Items from a dataset

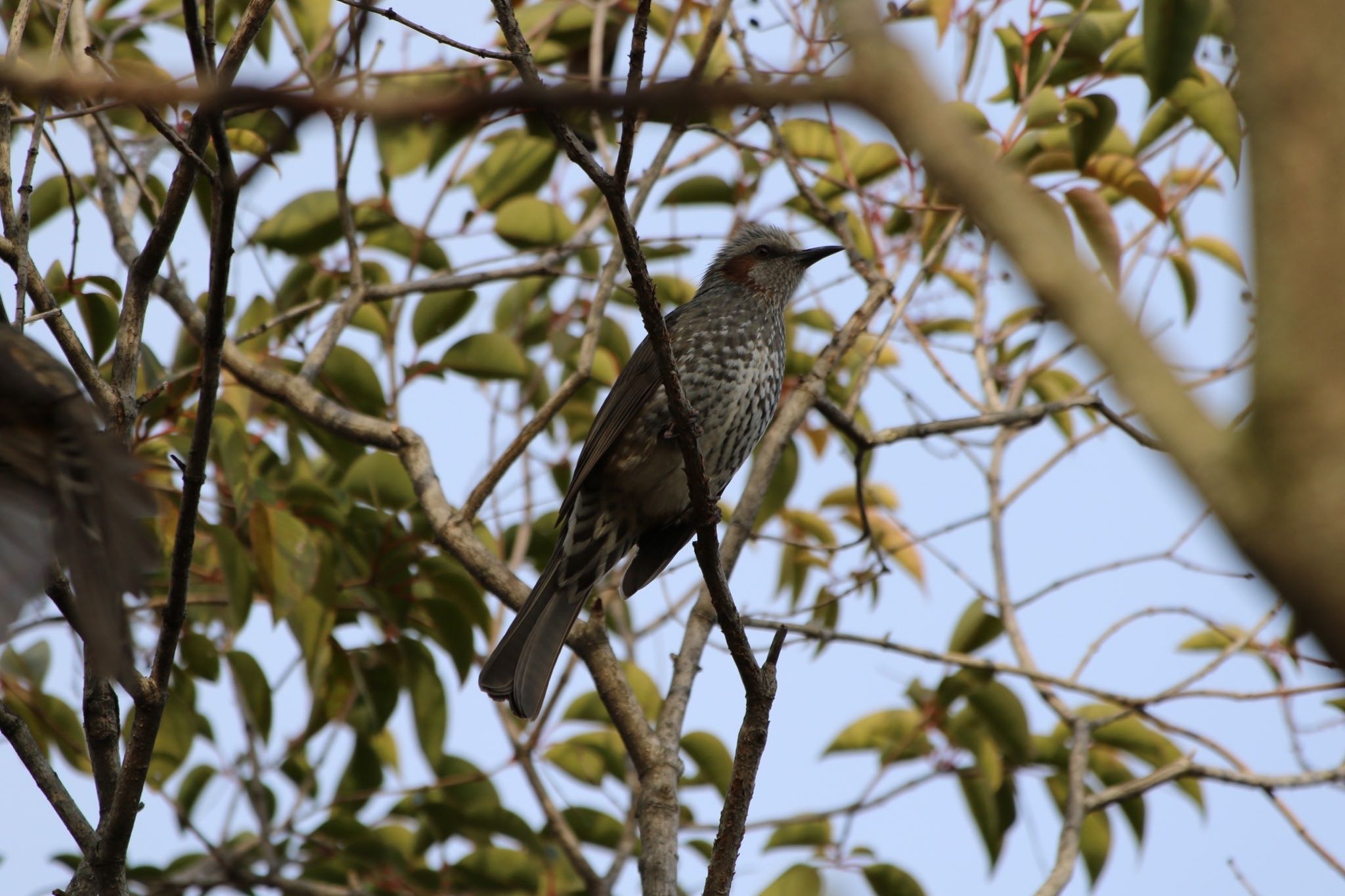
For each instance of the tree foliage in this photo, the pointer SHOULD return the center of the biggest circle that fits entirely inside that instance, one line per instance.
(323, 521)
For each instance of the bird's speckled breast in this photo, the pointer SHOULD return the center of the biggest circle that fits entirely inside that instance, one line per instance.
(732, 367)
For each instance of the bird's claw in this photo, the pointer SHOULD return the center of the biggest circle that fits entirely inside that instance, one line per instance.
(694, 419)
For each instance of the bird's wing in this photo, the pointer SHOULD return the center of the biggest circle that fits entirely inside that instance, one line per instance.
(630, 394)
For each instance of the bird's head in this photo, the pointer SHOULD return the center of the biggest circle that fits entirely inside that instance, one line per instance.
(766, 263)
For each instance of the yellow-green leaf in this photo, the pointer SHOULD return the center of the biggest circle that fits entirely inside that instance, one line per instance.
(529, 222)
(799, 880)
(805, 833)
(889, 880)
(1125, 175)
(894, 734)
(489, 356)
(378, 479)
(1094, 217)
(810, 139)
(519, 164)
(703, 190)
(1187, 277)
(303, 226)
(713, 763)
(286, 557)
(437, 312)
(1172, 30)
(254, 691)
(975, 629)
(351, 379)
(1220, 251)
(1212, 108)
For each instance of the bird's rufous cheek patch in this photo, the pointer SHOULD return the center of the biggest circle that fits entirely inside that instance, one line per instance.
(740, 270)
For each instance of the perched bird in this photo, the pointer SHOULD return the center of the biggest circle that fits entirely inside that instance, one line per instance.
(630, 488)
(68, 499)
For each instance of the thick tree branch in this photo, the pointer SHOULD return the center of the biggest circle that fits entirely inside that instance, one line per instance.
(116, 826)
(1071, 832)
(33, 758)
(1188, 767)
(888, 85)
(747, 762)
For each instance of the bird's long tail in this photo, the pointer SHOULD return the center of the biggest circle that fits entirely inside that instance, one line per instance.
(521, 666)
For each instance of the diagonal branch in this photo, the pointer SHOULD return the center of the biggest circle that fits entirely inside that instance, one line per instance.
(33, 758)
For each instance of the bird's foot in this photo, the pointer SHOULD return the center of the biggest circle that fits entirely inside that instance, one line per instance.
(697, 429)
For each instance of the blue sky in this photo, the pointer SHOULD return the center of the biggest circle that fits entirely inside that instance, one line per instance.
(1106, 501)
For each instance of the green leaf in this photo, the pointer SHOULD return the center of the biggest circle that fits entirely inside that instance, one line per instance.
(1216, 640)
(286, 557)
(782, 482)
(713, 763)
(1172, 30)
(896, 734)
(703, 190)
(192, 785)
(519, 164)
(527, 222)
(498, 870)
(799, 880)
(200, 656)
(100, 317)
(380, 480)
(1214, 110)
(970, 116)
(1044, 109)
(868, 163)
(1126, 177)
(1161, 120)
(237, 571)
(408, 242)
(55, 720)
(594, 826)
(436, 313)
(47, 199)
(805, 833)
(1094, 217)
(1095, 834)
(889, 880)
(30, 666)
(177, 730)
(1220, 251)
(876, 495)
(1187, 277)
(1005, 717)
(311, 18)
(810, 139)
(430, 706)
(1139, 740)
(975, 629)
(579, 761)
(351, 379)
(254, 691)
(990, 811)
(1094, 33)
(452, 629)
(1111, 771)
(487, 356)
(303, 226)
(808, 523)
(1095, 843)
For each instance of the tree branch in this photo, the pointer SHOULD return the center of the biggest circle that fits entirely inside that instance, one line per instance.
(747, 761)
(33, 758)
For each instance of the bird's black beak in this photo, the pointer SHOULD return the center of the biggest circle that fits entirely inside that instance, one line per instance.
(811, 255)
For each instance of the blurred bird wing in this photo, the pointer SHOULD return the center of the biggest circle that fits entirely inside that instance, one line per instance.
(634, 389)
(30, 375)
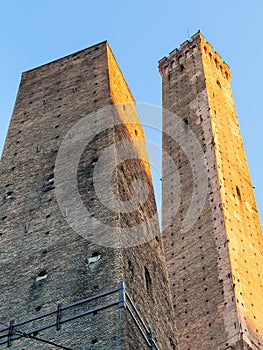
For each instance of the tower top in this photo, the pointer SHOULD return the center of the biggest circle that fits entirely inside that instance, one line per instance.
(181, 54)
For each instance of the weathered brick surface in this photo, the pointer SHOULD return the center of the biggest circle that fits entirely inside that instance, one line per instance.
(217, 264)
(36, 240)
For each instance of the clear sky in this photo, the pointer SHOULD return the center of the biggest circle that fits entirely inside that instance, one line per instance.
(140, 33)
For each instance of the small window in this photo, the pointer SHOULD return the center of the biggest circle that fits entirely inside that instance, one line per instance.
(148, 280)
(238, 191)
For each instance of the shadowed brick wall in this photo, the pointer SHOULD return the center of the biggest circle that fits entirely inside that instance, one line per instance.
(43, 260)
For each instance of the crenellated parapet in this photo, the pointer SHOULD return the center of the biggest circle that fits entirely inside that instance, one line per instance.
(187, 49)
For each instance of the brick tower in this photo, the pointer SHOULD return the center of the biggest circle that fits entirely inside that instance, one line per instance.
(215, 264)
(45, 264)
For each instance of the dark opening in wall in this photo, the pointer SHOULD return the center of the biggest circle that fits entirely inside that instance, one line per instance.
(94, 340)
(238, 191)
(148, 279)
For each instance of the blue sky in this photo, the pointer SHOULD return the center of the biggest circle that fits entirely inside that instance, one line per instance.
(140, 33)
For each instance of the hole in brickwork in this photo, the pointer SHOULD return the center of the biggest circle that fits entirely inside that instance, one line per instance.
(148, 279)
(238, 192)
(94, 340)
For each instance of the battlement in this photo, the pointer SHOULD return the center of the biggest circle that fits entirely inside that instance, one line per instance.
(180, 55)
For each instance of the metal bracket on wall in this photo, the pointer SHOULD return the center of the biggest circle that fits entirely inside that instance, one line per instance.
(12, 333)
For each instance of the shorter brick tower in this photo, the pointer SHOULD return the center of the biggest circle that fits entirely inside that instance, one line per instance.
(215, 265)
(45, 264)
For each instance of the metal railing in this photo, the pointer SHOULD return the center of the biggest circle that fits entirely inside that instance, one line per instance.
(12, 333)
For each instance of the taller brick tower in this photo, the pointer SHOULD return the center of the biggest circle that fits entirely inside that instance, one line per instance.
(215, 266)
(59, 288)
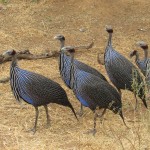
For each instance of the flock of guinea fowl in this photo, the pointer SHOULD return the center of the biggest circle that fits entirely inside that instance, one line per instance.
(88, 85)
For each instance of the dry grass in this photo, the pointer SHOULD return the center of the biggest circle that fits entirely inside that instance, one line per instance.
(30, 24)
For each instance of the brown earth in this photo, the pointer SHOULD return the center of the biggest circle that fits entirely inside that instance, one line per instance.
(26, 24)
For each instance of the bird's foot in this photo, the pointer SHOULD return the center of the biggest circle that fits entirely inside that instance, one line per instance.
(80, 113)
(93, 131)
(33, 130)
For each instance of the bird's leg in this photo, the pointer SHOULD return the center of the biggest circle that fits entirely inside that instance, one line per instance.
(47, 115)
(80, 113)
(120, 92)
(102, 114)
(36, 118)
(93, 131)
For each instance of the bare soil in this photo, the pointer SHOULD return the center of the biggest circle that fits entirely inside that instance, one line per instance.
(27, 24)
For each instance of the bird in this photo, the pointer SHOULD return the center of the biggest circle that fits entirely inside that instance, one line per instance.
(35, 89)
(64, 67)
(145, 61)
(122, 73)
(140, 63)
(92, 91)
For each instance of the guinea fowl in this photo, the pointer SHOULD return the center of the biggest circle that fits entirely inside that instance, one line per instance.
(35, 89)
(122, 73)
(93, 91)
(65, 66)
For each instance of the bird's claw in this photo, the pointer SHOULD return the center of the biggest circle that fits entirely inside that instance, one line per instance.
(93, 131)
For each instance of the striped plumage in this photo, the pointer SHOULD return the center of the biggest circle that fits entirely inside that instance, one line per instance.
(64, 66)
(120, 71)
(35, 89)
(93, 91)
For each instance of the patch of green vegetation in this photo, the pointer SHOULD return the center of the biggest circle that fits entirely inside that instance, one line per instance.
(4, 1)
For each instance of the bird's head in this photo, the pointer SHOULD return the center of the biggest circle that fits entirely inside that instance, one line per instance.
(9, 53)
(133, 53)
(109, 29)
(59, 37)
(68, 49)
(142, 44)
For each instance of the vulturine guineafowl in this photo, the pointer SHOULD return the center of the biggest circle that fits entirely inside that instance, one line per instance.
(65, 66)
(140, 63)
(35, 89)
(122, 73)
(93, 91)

§ **Required action**
The range begins at the line containing "For each instance of the vulturine" and ends at the last line of the entries; reproduce it exactly.

§ **Response for this exercise**
For each instance of the vulturine guineafowl in this photo, the pointer SHOULD return the center of the biggest circle that fits entirely inside that instance, one line per instance.
(65, 66)
(140, 63)
(35, 89)
(122, 73)
(93, 91)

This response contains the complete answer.